- [Tugas Anda]
1 – Menurut berita tentang kebutuhan pangan MBG, berapa butir telur yang rata-rata dibutuhkan dapur SPPG untuk sekali masak?
2 – Teruskan berita tentang kebutuhan pangan SPPG untuk MBG, mulai setelah kalimat terakhir yang ada.

- [Bagian Teks]

╭──

14 November 2025
18:51 WIB
MBG Habiskan 2,6 Ton Beras Tiap Bulan
Kebutuhan pangan SPPG untuk MBG cukup besar karena menu yang disiapkan mengikuti standar gizi seimbang untuk anak sekolah.
Editor: Leo Wisnu Susapto
Petugas menyiapkan makanan untuk program Makana Bergizi Gratis di Satuan Pelayanan Pemenuhan Gizi (SPPG) di Pondok Pesantren Al Kasyaf, Cileunyi, Kabupaten Bandung, Jawa Barat, Senin (19/5/2025). ANTARA FOTO/Raisan Al Farisi/tom.
MANOKWARI - Badan Gizi Nasional (BGN) menyebut, kebutuhan beras untuk operasional Satuan Pelayanan Pemenuhan Gizi (SPPG) yang melayani sekitar 3.000 penerima manfaat Makan Bergizi Gratis (MBG) mencapai rata-rata 2,6 ton per bulan.
Perwakilan Direktorat Promosi dan Edukasi Gizi BGN, Gusti Yudha di Manokwari, Jumat (14/11) menerangkan, kebutuhan pangan SPPG cukup besar karena menu yang disiapkan mengikuti standar gizi seimbang untuk anak sekolah.
“Untuk kebutuhan karbohidrat, SPPG rata-rata membutuhkan 2,5 ton beras setiap bulan atau sekitar 200–225 kilogram per hari,” ujar Gusti pada sosialisasi BGN bersama Anggota DPR, Obet Rumbruren di Manokwari seperti dikutip dari Antara.
Dia menjelaskan, kebutuhan protein hewani juga tinggi. Setiap bulan dapur SPPG memerlukan 2,6 ton ayam atau sekitar 300 kilogram per hari.
Selain itu, kebutuhan telur mencapai 26.400 butir atau sekitar 1,6 ton per bulan. Sekali masak rata-rata dibutuhkan 3.300 butir telur dan disajikan dua kali dalam seminggu.

╰──

- [Data yang Diberikan]
╭──

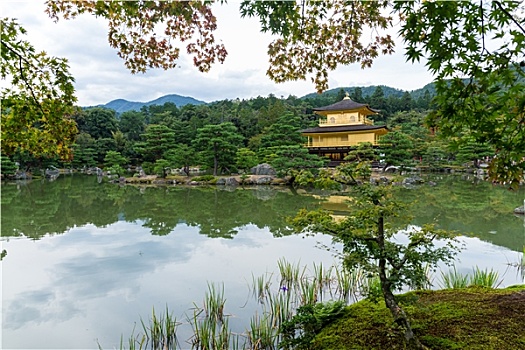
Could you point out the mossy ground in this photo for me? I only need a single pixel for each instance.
(471, 318)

╰──

- [Hasil Per Tugas]
1 – Rata-rata 3.300 butir telur.

2 –
Selain bahan pangan utama itu, SPPG memerlukan 1.300 bungkus tempe per bulan, serta ratusan kilogram sayuran untuk melengkapi menu harian para penerima manfaat.
Gusti menegaskan, tingginya kebutuhan bahan pangan SPPG membuka peluang ekonomi yang besar bagi masyarakat sekitar, terutama petani, peternak, dan pelaku usaha kecil.
“Ini menjadi potensi untuk menumbuhkan ekonomi masyarakat. Partisipasi warga diperlukan untuk menyediakan bahan pangan lokal,” urai Gusti.
Dia mengatakan, saat ini SPPG di Kabupaten Manokwari berjumlah 20 dapur, sehingga bahan pangan yang dibutuhkan juga banyak dan membutuhkan peran aktif dari seluruh masyarakat.
Meski mendorong pemanfaatan bahan pangan lokal, namun SPPG tidak dapat membeli bahan baku dalam jumlah kecil. Pengadaan dilakukan dalam partai besar sehingga suplai harus dilakukan secara kolektif melalui koperasi atau Badan Usaha Milik Desa (BUMDes).
“Warga bisa berkoordinasi dengan koperasi atau BUMDes. Bahan pangan dikumpulkan dulu, kemudian disetor ke dapur SPPG dalam jumlah besar,” jelas dia.
BGN berharap masyarakat yang sebelumnya berhenti bertani atau beternak dapat kembali aktif untuk memenuhi kebutuhan pasokan bahan pangan SPPG.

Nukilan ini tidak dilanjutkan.